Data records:
┄┄┄┄┄┄┄┄┄┄

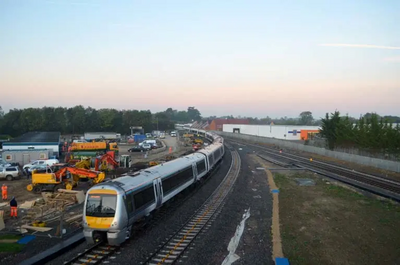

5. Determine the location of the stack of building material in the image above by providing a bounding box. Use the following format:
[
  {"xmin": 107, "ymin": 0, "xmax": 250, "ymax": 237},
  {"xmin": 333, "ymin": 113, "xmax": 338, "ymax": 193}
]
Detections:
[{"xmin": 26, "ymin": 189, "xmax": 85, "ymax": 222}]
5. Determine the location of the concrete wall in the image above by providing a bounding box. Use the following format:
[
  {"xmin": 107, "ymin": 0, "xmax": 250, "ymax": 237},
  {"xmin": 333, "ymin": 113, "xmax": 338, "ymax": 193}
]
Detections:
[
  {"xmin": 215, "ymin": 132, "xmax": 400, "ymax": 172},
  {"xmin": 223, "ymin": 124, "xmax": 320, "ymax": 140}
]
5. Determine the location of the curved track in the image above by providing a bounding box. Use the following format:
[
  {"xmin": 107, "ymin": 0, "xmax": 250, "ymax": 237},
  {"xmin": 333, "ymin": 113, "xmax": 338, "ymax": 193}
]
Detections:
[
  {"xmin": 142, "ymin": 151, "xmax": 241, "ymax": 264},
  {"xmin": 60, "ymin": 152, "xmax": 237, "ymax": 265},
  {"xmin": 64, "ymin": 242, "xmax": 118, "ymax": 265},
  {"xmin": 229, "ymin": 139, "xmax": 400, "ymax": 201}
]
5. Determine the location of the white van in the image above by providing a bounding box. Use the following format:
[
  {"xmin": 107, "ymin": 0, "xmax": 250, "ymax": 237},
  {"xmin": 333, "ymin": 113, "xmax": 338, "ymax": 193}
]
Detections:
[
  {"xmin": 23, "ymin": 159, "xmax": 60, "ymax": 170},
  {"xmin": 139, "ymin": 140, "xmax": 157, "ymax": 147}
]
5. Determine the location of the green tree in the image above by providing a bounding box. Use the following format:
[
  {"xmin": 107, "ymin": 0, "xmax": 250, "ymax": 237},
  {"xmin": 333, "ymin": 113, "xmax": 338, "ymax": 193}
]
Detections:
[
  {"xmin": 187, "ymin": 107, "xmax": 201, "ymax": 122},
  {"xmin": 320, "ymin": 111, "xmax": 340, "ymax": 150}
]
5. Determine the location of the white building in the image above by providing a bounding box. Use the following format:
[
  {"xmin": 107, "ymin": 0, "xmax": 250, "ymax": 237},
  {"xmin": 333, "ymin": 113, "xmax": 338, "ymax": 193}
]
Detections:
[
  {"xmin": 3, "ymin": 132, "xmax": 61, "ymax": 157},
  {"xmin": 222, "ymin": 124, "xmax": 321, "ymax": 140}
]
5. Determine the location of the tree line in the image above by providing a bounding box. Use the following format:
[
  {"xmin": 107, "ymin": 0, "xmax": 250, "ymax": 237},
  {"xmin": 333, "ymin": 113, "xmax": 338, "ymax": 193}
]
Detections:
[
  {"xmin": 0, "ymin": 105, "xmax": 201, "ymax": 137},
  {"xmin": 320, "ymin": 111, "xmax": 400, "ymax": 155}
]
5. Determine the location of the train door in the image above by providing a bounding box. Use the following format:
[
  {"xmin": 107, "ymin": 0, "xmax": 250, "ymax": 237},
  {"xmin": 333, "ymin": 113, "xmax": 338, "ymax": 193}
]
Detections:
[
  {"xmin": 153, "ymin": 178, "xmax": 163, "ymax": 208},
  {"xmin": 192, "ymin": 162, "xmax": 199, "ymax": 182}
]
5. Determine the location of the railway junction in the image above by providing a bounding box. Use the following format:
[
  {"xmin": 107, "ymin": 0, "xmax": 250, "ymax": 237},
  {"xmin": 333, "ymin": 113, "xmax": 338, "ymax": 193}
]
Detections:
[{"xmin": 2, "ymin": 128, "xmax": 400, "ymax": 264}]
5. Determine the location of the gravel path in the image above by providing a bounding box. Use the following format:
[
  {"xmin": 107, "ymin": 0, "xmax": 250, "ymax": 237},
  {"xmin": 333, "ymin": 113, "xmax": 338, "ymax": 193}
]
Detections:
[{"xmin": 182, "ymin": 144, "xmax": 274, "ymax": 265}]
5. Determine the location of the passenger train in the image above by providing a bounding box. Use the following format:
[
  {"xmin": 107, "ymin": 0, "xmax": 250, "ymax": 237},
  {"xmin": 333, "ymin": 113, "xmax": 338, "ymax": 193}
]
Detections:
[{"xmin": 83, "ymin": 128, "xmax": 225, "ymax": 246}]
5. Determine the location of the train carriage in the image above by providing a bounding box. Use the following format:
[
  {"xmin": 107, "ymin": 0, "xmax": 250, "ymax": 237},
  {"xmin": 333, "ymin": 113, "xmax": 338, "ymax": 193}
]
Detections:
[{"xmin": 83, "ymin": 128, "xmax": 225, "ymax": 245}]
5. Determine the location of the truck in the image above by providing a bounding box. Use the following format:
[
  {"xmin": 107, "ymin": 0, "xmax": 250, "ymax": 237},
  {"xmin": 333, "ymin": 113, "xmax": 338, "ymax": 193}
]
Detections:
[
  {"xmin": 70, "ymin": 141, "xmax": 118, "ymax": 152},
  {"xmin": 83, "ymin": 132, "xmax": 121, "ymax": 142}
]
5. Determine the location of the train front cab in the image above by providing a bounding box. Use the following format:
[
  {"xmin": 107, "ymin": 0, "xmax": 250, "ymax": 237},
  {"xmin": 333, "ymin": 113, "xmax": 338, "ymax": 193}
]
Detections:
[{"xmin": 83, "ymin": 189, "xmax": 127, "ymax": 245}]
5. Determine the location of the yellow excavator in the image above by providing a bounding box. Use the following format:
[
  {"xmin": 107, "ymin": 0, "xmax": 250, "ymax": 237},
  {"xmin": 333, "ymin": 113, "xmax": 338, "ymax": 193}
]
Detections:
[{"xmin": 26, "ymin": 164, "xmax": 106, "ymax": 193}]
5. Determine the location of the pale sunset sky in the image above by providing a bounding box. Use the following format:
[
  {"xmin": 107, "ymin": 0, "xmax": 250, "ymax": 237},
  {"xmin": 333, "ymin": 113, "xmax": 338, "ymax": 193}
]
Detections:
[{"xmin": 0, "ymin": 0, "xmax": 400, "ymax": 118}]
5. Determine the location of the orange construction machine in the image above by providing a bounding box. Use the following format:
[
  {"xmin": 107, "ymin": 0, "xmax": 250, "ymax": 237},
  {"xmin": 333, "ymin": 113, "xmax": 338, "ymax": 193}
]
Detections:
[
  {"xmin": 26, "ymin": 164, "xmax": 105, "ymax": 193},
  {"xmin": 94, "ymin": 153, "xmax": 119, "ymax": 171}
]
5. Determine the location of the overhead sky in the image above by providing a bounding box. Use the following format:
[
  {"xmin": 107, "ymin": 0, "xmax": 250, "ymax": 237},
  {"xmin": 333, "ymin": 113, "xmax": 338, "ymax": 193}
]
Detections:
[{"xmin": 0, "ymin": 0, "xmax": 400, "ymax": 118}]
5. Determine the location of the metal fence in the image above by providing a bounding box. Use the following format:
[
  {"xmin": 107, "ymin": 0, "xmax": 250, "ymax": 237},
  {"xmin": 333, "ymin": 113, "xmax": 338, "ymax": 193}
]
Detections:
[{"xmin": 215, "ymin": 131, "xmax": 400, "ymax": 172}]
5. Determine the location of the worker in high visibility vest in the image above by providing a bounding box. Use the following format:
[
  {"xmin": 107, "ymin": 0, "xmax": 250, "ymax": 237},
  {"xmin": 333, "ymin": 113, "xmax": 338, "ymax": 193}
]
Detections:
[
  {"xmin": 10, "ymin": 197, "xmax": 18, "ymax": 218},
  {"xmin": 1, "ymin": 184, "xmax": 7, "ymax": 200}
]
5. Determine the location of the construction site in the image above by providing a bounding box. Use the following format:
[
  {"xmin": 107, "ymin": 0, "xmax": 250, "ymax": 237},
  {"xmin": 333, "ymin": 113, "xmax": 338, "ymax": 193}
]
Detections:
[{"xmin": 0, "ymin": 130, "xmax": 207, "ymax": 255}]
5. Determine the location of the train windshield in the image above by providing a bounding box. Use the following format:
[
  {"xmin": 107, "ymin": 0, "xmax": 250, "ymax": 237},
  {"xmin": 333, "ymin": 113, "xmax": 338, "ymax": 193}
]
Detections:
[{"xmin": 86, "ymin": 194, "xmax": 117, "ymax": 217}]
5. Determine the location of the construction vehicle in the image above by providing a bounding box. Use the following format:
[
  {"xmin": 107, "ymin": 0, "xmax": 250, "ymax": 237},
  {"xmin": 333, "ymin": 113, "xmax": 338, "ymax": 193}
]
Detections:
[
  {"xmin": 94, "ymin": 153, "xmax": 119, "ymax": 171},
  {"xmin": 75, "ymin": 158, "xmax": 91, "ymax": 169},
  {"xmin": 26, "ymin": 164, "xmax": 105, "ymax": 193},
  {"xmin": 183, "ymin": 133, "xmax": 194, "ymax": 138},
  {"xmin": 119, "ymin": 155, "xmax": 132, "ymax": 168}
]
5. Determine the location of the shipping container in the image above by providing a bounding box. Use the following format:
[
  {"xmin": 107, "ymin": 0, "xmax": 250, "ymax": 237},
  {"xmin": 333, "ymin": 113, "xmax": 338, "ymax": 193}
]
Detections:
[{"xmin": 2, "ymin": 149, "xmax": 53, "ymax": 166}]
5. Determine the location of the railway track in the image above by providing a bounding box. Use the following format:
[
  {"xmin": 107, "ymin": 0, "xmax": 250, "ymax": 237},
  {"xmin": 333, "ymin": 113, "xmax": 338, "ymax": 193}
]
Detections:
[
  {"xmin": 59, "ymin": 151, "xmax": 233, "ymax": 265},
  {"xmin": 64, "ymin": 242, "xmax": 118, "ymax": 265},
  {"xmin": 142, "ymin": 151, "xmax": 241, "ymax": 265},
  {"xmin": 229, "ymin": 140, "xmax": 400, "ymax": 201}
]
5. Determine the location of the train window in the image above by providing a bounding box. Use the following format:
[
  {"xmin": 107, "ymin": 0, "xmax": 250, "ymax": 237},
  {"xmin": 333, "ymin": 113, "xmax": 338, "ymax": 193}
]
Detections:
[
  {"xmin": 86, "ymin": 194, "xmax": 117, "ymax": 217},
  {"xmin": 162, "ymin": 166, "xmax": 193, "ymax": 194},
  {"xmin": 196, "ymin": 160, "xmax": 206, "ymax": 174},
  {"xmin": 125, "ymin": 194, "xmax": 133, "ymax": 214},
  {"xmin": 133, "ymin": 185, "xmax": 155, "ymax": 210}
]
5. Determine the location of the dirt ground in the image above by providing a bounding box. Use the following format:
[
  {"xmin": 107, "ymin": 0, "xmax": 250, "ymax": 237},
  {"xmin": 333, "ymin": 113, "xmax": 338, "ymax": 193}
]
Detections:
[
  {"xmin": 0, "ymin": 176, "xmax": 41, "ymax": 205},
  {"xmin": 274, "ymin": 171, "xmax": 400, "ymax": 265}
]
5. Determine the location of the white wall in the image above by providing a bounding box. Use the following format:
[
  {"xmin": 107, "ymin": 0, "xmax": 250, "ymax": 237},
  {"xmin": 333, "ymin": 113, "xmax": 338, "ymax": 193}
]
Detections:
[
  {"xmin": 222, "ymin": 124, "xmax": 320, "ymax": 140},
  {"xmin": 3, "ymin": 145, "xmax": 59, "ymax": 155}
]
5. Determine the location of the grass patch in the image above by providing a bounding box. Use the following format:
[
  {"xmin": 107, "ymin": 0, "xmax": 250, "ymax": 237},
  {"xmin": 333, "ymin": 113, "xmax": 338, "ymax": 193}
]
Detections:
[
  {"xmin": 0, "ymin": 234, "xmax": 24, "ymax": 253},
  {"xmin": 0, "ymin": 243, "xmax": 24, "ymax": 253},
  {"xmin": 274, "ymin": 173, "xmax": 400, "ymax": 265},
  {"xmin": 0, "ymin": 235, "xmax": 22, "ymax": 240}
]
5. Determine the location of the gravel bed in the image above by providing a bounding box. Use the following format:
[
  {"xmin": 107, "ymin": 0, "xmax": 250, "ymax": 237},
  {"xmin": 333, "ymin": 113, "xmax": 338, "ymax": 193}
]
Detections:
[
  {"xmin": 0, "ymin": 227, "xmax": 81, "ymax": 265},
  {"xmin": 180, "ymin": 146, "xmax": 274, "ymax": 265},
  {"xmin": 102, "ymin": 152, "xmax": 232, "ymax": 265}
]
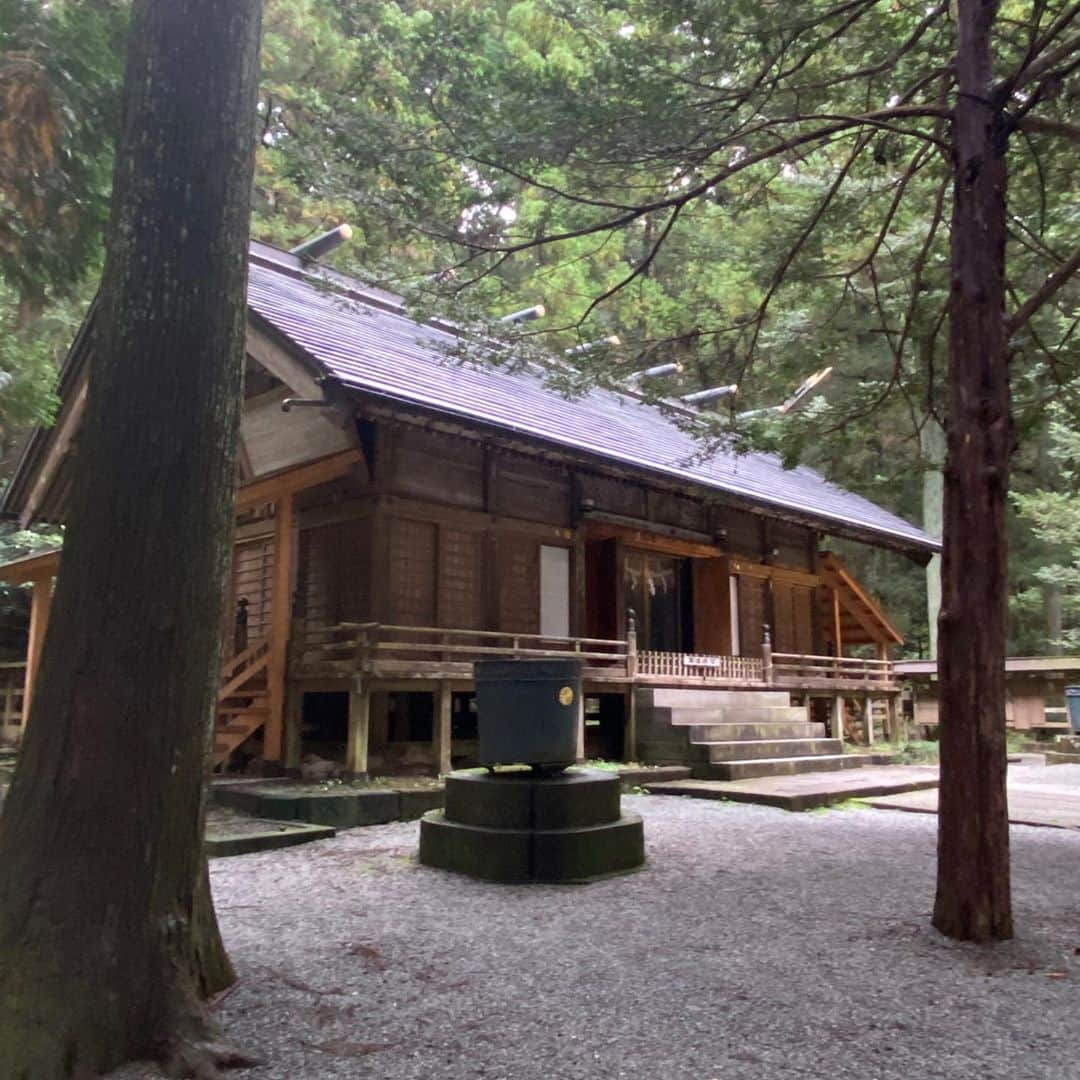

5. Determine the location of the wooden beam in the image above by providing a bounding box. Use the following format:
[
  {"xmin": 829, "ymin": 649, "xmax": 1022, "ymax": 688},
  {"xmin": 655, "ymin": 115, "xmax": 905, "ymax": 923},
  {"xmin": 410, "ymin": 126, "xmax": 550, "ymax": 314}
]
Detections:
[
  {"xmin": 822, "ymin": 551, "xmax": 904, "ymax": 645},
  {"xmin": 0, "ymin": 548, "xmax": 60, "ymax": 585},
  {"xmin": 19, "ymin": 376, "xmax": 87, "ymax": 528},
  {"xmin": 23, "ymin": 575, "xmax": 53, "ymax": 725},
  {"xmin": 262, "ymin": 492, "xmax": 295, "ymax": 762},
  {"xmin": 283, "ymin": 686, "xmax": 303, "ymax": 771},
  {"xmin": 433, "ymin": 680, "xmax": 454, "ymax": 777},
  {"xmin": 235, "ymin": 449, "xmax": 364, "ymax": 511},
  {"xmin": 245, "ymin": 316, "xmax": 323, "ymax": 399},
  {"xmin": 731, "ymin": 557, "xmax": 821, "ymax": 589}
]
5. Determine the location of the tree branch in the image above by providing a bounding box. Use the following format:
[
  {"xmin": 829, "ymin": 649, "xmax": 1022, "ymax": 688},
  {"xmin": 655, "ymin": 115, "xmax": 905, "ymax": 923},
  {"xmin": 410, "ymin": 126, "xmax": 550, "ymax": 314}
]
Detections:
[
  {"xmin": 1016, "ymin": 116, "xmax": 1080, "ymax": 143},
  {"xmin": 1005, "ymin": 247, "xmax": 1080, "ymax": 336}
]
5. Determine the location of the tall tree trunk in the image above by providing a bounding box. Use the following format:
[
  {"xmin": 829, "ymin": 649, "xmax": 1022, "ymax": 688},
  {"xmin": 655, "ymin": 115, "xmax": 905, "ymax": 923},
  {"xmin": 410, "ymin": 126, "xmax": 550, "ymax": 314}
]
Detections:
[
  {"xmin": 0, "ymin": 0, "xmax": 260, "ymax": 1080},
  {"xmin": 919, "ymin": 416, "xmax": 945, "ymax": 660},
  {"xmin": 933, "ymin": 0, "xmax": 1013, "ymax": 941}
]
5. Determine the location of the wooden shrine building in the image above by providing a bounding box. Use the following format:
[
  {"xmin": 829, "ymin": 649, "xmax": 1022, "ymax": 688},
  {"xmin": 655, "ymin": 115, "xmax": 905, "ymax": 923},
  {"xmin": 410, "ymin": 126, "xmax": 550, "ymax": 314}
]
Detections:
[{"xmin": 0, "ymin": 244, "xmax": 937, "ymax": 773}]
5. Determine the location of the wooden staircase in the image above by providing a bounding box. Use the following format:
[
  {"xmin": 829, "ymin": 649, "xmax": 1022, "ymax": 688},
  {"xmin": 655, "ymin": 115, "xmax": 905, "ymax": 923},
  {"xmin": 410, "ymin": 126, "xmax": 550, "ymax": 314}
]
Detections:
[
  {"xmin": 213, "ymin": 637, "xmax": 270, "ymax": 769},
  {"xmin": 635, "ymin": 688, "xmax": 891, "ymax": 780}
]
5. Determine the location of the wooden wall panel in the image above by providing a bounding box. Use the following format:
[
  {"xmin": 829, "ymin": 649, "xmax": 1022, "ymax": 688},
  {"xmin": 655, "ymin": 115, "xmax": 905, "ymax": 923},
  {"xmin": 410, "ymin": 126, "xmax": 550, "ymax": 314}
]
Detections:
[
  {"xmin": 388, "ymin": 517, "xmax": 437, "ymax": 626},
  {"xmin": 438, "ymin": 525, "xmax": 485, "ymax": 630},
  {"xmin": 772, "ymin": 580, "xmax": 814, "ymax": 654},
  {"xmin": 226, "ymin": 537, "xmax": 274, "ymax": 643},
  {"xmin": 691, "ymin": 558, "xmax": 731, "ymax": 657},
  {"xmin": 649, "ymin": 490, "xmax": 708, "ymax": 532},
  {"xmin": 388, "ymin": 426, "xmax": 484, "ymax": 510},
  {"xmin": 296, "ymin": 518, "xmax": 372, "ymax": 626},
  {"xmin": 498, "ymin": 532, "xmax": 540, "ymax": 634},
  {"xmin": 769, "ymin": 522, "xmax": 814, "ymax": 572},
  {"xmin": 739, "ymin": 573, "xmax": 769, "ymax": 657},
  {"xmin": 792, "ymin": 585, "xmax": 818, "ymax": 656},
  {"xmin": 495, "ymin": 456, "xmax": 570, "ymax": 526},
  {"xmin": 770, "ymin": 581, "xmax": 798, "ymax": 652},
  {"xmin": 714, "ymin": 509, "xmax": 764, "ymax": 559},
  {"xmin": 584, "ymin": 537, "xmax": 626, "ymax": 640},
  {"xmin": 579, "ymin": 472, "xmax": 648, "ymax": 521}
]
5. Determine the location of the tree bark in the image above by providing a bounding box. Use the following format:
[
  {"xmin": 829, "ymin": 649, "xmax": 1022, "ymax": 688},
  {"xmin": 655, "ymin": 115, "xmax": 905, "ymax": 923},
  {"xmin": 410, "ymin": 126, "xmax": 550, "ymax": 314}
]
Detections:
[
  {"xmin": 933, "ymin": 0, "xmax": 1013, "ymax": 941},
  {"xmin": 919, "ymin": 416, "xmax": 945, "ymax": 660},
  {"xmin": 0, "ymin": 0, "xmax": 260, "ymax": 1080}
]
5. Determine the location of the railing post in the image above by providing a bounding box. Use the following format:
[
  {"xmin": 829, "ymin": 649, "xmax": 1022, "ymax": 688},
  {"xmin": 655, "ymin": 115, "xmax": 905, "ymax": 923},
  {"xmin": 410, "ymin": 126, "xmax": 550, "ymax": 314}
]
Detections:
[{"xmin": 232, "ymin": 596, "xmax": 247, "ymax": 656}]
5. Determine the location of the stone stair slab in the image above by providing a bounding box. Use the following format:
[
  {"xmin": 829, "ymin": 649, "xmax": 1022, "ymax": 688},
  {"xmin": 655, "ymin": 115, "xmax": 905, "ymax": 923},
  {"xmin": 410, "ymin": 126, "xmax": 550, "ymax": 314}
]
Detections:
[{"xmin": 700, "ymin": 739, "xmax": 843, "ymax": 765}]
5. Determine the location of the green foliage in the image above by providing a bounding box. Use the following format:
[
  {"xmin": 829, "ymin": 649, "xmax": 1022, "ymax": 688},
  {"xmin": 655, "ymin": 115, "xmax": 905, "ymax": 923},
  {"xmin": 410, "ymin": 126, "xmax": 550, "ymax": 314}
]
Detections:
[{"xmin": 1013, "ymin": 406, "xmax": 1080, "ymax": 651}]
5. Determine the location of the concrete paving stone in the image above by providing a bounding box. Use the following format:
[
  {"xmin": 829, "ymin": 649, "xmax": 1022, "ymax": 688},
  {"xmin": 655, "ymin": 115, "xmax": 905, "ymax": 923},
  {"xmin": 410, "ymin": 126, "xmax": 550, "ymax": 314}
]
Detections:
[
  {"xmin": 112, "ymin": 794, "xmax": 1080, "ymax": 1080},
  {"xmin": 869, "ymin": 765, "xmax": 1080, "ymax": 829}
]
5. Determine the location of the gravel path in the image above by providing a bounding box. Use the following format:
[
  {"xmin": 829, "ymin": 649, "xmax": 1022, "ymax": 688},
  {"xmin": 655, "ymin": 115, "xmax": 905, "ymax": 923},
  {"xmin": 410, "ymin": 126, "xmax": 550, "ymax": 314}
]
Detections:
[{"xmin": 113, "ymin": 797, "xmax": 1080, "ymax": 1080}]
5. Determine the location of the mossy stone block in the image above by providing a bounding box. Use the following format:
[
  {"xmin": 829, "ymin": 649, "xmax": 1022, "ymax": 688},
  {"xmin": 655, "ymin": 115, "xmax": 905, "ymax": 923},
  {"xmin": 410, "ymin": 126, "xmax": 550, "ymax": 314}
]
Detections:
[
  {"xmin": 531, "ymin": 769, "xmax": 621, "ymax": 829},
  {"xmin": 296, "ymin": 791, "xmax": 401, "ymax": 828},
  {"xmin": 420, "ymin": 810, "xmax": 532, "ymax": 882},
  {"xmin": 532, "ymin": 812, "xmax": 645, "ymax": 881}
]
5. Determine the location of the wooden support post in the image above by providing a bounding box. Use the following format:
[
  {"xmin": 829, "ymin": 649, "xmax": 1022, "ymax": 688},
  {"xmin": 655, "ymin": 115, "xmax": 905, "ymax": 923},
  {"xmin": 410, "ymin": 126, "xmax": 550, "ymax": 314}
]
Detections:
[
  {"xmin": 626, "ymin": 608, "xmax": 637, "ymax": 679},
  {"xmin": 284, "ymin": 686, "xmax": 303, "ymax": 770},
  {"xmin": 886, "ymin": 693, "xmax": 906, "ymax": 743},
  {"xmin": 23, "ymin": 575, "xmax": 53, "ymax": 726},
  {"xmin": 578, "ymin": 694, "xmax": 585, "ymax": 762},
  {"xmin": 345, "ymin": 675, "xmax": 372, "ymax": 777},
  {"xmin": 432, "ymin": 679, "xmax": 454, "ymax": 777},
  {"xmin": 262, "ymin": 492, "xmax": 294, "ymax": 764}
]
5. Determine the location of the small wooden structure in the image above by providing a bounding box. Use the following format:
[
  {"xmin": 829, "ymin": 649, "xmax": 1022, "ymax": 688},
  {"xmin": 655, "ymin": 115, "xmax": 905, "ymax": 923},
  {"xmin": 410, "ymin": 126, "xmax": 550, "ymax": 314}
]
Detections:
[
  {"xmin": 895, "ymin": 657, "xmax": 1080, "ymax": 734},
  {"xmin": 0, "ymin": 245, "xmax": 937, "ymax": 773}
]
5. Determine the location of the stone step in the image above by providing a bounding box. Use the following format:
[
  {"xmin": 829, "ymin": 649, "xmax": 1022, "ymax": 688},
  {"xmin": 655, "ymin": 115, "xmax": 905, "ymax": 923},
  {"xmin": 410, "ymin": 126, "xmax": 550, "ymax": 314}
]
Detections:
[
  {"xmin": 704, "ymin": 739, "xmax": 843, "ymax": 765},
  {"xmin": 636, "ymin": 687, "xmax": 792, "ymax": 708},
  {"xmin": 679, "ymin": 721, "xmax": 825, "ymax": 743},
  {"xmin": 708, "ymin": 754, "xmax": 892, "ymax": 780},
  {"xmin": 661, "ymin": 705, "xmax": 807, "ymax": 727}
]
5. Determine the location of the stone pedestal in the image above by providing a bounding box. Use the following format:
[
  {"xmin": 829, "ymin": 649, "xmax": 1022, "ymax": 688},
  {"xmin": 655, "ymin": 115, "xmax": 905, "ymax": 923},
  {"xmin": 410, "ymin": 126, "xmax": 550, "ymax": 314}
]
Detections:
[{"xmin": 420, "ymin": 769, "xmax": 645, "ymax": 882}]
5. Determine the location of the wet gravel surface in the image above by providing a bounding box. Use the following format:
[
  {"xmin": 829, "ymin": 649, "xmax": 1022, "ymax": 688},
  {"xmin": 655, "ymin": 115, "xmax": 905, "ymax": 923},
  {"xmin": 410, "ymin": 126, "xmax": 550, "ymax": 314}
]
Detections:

┄┄┄┄┄┄┄┄┄┄

Quote the data above word for word, starting at the line that contains "5. Determine the location of the stone pedestal" and continuing through the final line of the data.

__Result for this task__
5. Determine the location of the stone pedestal in the image above by providing a bounding box. Use the following format:
[
  {"xmin": 829, "ymin": 649, "xmax": 1022, "ymax": 688},
  {"xmin": 655, "ymin": 115, "xmax": 905, "ymax": 923},
  {"xmin": 410, "ymin": 126, "xmax": 550, "ymax": 314}
]
Detections:
[{"xmin": 420, "ymin": 769, "xmax": 645, "ymax": 882}]
5. Determine the location of the wet gravel surface in the image above by providing a bounding box. Use the following format:
[
  {"xmin": 829, "ymin": 649, "xmax": 1022, "ymax": 688},
  {"xmin": 655, "ymin": 115, "xmax": 905, "ymax": 923},
  {"xmin": 410, "ymin": 126, "xmax": 550, "ymax": 314}
]
Detections:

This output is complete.